(What to do): Arrange everything in the rows below, from the line containing "query: the noun phrase to segment: white" down through the line containing "M 216 59 L 211", as a numbered list, leaving out any blank lines.

(Dataset entries)

====================

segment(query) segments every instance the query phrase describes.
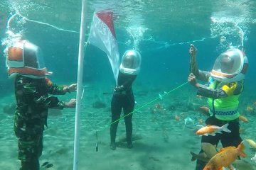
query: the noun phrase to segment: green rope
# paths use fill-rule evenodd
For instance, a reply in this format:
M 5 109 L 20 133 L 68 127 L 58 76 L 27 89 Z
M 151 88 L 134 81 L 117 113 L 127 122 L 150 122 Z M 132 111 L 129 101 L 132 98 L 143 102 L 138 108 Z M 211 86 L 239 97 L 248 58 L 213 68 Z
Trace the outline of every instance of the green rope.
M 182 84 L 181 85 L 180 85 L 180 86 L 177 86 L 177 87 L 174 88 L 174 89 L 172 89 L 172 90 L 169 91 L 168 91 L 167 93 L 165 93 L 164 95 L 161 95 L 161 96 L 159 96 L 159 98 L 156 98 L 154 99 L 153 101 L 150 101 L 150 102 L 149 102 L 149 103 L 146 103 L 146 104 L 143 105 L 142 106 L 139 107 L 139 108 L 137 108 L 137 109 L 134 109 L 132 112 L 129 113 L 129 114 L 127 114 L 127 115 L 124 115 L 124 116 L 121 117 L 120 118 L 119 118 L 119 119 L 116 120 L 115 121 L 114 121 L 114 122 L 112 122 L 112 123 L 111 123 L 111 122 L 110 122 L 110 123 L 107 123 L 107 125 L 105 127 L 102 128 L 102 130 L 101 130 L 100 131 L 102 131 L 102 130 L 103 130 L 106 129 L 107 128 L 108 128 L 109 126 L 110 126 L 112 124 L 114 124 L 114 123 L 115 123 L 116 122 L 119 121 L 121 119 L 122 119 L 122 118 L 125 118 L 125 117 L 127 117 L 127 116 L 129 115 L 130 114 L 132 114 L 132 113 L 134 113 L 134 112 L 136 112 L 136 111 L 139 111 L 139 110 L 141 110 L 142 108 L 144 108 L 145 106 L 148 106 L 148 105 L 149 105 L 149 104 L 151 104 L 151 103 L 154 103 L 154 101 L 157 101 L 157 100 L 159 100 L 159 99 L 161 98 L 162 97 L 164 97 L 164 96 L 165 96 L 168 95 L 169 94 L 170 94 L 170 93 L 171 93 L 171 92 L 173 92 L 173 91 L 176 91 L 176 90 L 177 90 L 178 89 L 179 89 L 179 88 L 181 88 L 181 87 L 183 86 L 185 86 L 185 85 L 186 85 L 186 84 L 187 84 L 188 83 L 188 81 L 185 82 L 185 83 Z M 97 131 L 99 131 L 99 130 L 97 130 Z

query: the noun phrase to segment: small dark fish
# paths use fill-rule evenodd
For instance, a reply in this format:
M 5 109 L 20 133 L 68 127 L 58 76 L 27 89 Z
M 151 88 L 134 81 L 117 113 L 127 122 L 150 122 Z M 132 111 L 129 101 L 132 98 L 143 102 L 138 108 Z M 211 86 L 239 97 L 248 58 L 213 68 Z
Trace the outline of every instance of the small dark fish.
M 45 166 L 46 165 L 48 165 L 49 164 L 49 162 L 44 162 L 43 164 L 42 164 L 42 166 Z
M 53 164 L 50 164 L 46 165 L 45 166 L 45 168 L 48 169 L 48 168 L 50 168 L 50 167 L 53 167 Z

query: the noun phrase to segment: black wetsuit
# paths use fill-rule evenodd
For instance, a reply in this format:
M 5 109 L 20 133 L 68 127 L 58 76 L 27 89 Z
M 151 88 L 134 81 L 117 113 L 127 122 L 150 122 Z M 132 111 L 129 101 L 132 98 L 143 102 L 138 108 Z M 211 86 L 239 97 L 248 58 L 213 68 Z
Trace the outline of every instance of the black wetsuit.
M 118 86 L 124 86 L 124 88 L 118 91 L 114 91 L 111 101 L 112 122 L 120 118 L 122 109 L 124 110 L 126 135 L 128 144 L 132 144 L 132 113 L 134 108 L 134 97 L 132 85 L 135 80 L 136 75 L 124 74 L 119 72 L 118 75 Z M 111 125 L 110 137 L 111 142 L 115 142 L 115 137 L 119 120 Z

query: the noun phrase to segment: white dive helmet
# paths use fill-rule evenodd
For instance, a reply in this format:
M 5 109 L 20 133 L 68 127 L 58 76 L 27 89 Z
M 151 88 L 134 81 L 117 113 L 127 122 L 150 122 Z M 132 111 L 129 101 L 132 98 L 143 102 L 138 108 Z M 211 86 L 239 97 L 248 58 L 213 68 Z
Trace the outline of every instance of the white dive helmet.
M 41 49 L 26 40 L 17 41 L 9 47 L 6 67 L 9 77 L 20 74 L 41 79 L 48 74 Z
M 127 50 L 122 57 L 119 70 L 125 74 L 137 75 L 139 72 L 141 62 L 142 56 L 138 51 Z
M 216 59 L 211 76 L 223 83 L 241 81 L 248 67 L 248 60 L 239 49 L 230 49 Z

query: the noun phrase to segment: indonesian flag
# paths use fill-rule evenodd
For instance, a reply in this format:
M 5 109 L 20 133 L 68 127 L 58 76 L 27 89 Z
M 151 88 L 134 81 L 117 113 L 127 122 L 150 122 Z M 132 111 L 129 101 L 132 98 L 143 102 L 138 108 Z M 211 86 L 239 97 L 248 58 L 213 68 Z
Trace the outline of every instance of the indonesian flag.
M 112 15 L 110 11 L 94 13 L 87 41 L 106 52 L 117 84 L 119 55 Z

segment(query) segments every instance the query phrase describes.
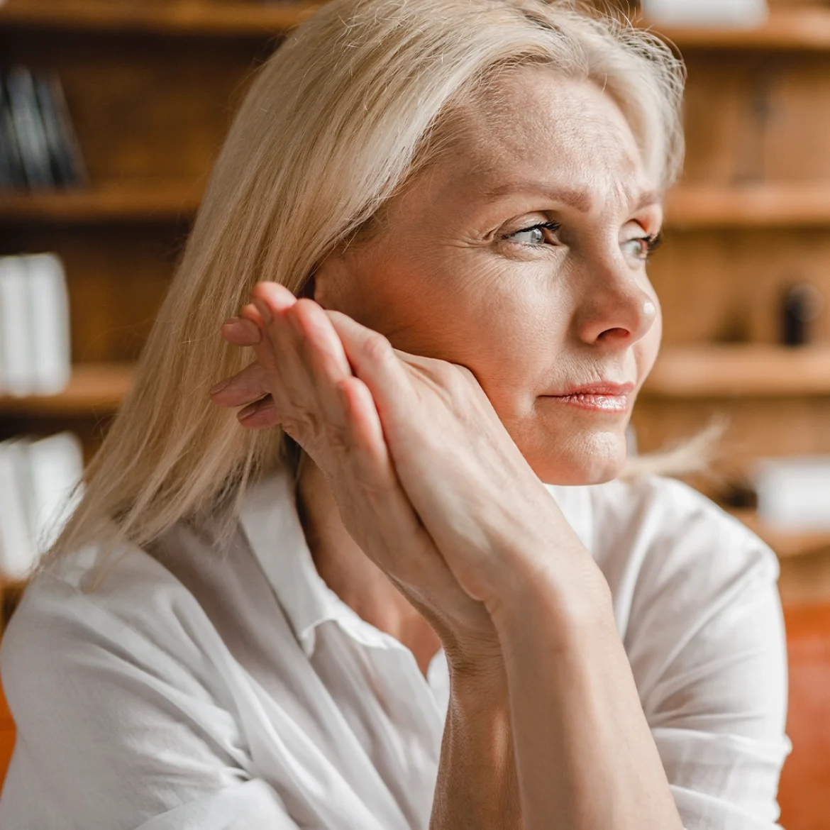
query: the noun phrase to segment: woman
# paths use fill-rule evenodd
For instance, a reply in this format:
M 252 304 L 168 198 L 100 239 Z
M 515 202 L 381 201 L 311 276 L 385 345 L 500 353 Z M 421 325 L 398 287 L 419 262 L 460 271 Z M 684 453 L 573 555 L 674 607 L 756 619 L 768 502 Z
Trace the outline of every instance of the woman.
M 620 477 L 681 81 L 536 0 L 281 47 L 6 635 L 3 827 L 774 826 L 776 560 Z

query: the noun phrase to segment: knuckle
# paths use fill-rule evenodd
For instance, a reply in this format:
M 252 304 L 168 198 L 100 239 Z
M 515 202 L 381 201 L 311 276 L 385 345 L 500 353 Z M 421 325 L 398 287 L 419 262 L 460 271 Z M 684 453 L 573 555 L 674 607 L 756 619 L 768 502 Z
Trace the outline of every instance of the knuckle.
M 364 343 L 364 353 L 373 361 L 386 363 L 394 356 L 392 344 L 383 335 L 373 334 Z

====================

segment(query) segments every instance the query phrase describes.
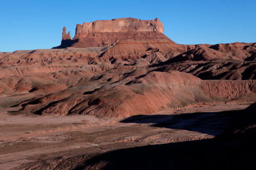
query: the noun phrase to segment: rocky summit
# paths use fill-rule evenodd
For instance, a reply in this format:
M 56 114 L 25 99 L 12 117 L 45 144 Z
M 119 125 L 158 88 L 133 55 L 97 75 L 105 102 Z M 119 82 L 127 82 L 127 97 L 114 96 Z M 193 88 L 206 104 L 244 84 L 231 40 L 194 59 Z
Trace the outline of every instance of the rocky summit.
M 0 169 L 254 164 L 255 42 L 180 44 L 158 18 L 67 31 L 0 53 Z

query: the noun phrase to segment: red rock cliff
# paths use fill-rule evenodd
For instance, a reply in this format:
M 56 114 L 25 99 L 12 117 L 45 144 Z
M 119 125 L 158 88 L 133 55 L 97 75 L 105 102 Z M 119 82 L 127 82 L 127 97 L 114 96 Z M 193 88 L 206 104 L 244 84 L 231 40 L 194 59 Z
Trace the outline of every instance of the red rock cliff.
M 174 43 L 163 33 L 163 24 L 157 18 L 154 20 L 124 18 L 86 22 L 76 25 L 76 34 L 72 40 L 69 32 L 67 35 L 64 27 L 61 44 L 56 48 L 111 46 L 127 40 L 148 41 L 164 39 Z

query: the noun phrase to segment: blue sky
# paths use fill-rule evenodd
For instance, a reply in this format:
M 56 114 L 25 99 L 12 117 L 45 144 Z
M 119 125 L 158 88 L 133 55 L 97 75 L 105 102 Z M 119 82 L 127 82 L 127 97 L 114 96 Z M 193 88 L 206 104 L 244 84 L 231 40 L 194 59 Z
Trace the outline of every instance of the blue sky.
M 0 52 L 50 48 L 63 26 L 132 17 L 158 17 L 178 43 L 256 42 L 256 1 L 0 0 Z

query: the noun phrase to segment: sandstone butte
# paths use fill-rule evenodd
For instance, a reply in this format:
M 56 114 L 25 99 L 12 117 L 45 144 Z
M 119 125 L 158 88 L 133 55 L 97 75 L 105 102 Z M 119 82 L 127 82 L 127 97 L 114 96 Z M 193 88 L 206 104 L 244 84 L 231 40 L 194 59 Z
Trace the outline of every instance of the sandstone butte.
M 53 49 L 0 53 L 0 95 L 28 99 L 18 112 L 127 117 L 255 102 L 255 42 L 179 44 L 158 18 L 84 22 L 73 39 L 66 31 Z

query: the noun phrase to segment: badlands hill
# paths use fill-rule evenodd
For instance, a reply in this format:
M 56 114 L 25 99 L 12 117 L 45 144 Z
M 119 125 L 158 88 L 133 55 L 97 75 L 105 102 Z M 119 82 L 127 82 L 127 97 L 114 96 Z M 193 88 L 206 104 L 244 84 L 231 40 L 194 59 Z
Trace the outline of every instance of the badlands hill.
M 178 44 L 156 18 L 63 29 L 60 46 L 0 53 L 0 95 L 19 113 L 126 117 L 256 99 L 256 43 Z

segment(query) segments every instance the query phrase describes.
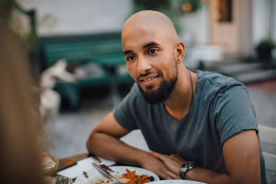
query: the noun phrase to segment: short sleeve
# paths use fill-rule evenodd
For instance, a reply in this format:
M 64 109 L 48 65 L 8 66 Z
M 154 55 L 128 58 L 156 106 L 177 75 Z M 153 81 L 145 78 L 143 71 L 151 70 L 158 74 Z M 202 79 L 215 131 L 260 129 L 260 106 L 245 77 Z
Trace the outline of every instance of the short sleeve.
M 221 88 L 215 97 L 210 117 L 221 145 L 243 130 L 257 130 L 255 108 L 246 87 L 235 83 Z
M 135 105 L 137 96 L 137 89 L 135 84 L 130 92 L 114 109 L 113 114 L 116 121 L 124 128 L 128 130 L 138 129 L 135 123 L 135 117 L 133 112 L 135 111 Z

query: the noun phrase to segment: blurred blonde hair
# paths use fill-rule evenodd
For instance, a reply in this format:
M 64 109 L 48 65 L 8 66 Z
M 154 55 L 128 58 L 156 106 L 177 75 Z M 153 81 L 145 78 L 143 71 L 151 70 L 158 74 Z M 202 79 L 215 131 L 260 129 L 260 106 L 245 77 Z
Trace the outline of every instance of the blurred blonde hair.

====================

(Response for this exercise):
1. query: the noun phrase to segment: white dive helmet
2. # paths use fill-rule evenodd
3. For instance, a reply in this format:
4. M 5 109 L 20 133 L 68 127 L 58 76 L 27 89 Z
5. M 151 88 L 134 81 L 117 113 L 127 122 L 150 122 Z M 132 111 L 129 101 L 132 98 L 143 102 L 138 108 Z M 211 86 L 239 97 L 248 58 L 213 68 Z
6. Trace the outline of every instance of the white dive helmet.
7. M 41 49 L 26 40 L 17 41 L 9 47 L 6 67 L 9 77 L 20 74 L 41 79 L 48 74 Z
8. M 127 50 L 122 57 L 119 70 L 125 74 L 137 75 L 139 72 L 141 62 L 142 56 L 138 51 Z
9. M 216 59 L 211 76 L 223 83 L 241 81 L 248 67 L 248 60 L 239 49 L 230 49 Z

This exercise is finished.